== Teks Bacaan

Serapan anggaran menjadi barometer kemampuan kerja
pemerintah, rendahnya serapan anggaran menunjukkan rendahnya kinerja aparat
negara. Selain kinerja yang rendah, ternyata tercium bau korupsi menyengat
dibalik rendahnya serapan anggaran.
Serapan anggaran di mayoritas SKPD (Satuan Kerja
Perangkat Daerah) jauh dari target yang dicanangkan, walaupun belum tutup buku
dan belum diketahui akhir dari serapan yang dapat dicapai, namun kecaman dari
berbagai pihak mulai bermunculan.
Aris Susanto, Ketua
Bidang Investigasi LPSE Watch
menyampaikan, “tak disangka, korupsi berpengaruh sangat besar terhadap
rendahnya serapan anggaran”. Aris
menunjukkan beberapa dokumen SPK, “perhatikan, ini SPK 3 perusahaan
berbeda-beda, tapi ruas jalan yang ditangani sama, satu ruas jalan
dipecah-pecah menjadi 3 paket proyek, ini akal bulus menghidari LPSE, walaupun
pemenang LPSE bisa diatur, tetapi harga LPSE itu adalah harga paket penunjukan
langsung (PL) yang dilelangkan, otomatis harga satuan proyek LPSE pasti lebih
rendah”.
Peraturan Presiden
(Perpres) 70 tahun 2012 mewajibkan seluruh SKPD melakukan lelang melalui LPSE
apabila nilai paket proyeknya diatas Rp 200 juta, untuk menghindari ketentuan
ini apabila ada proyek diatas Rp 200 juta maka oknum nakal akan
memecahnya menjadi beberapapaket proyek, karena sudah menjadi rahasia umum di
kalangan pemborong kalau bancakan LPSE persentasenya lebih rendah dibanding
paket proyek penunjukan langsung / lelang non LPSE. Seperti yang telah ditunjukkan
Aris Susanto kepada Pilar Republik, 1 ruas jalan senilai Rp 435 juta dipecah
menjadi 3 paket proyek yang dilaksanakan oleh 3 kontraktor berbeda,
masing-masing tiap paket proyek senilai Rp 145 juta, tentu nilai ini menjadi
tak wajib LPSE karena dibawah Rp 200 juta.

====

*Daftar Tugas:*
a – Menurut teks tentang serapan anggaran, berapa nilai paket proyek yang oleh Perpres 70 tahun 2012 diwajibkan dilelang melalui LPSE?
b – Ringkas paragraf dalam teks tentang serapan anggaran yang diawali kata-kata "Peraturan Presiden (Perpres) 70 tahun 2012" menjadi daftar poin yang tetap memuat fakta-fakta utamanya.
c – Tuliskan kembali tanpa perubahan bagian teks tentang serapan anggaran yang dimulai pada kata-kata "Serapan anggaran menjadi" dan berakhir setelah kata-kata "pihak mulai bermunculan.".
Baris-baris berikut tidak berkaitan dengan teks tentang serapan anggaran.

== Daftar Baris

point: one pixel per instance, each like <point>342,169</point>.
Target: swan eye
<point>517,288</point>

====
== Daftar Baris

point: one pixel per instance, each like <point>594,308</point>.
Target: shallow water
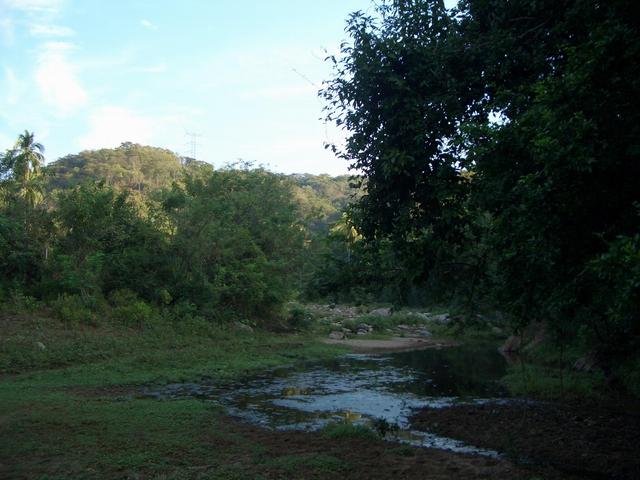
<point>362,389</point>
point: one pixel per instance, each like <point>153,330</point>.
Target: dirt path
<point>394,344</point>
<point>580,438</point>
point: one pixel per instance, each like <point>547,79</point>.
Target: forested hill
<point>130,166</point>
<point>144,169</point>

====
== Daftar Baris

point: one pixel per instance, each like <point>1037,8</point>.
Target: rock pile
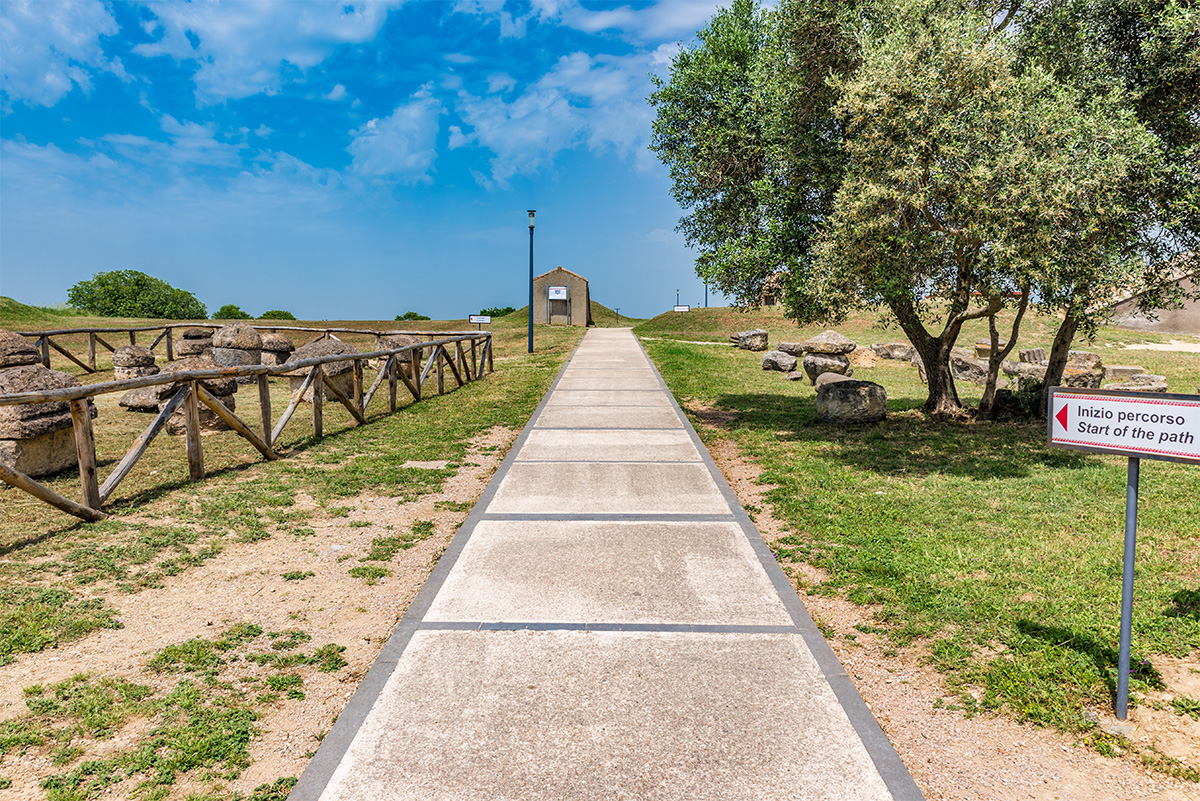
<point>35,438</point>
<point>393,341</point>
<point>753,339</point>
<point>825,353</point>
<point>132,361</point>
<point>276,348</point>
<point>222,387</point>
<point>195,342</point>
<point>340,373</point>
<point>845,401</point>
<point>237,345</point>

====

*Jawaban Soal:*
a – Paket proyek bernilai di atas Rp 200 juta.

b –
- Perpres 70 tahun 2012 mewajibkan seluruh SKPD melelang paket proyek bernilai di atas Rp 200 juta melalui LPSE.
- Untuk menghindari ketentuan itu, oknum nakal memecah proyek di atas Rp 200 juta menjadi beberapa paket.
- Di kalangan pemborong sudah menjadi rahasia umum bahwa persentase bancakan LPSE lebih rendah daripada paket penunjukan langsung atau lelang non-LPSE.
- Aris Susanto menunjukkan kepada Pilar Republik contoh satu ruas jalan senilai Rp 435 juta yang dipecah menjadi 3 paket oleh 3 kontraktor berbeda.
- Nilai tiap paket Rp 145 juta, sehingga tidak wajib LPSE karena di bawah Rp 200 juta.

c –
Serapan anggaran menjadi barometer kemampuan kerja
pemerintah, rendahnya serapan anggaran menunjukkan rendahnya kinerja aparat
negara. Selain kinerja yang rendah, ternyata tercium bau korupsi menyengat
dibalik rendahnya serapan anggaran.
Serapan anggaran di mayoritas SKPD (Satuan Kerja
Perangkat Daerah) jauh dari target yang dicanangkan, walaupun belum tutup buku
dan belum diketahui akhir dari serapan yang dapat dicapai, namun kecaman dari
berbagai pihak mulai bermunculan.